WRITTEN INSTRUCTION 1
In the IRS forum thread, what does the reply call the mortgage account?
WRITTEN INSTRUCTION 2
Please copy the part of the IRS forum thread starting at "Thanks in advance..." and ending at "and FATCA reporting.".
-------- DOCUMENT PASSAGE
# Before sending in my forms to the IRS



## expatie1 (Sep 25, 2012)

I am planning on taking advantage of the new 'streamlined' program from the IRS and I just wanted some clarification and confirmation on certain issues...

1) I am currently contributing to an employer run defined benefits scheme. From what I've read, I do not have to report this on the fbar since I am neither owner of the trust nor do I have signature authority. Sound right?

2) Although I do not have to report this trust on form 3520 (because of the 402(b) exception), should I tick the line 8 box on 1040 schedule b--"During 2012, did you receive a distribution from, or were you the grantor of, or transferor to, a foreign trust?" Do my weekly paycheck contributions make me a "transferor" to a foreign trust?

3) I am not reporting my mortgage account on the fbar because the definition of financial accounts seem to indicate assets, items with cash value. Am I assuming correctly?

Thanks in advance...


----------



## Bevdeforges (Nov 16, 2007)

I'd say, stick a stamp on it and mail it off!

1. Defined benefits scheme lets you off the hook altogether for the FBAR and FATCA reporting.

2. No, no, no. Don't touch that box. (No need to.)

3. I certainly wouldn't. That's a simple debt, not a "financial asset."
Cheers,
Bev


----------
----------------
-------- PROVIDED DATA
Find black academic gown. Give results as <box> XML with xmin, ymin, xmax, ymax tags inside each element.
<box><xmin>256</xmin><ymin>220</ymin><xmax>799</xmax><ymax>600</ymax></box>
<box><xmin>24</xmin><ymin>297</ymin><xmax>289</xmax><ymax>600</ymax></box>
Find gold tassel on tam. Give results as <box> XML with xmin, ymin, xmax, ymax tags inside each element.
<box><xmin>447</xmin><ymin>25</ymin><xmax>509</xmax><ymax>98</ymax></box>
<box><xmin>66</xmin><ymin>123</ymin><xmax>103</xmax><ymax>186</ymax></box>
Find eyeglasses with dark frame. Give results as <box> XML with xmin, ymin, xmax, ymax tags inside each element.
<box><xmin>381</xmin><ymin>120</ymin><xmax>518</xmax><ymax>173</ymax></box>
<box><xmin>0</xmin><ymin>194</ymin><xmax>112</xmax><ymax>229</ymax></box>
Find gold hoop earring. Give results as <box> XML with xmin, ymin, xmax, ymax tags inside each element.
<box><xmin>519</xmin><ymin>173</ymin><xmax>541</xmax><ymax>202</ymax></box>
----------------
TASK RESPONSE 1
A simple debt, not a "financial asset."

TASK RESPONSE 2
Thanks in advance...


----------



## Bevdeforges (Nov 16, 2007)

I'd say, stick a stamp on it and mail it off!

1. Defined benefits scheme lets you off the hook altogether for the FBAR and FATCA reporting.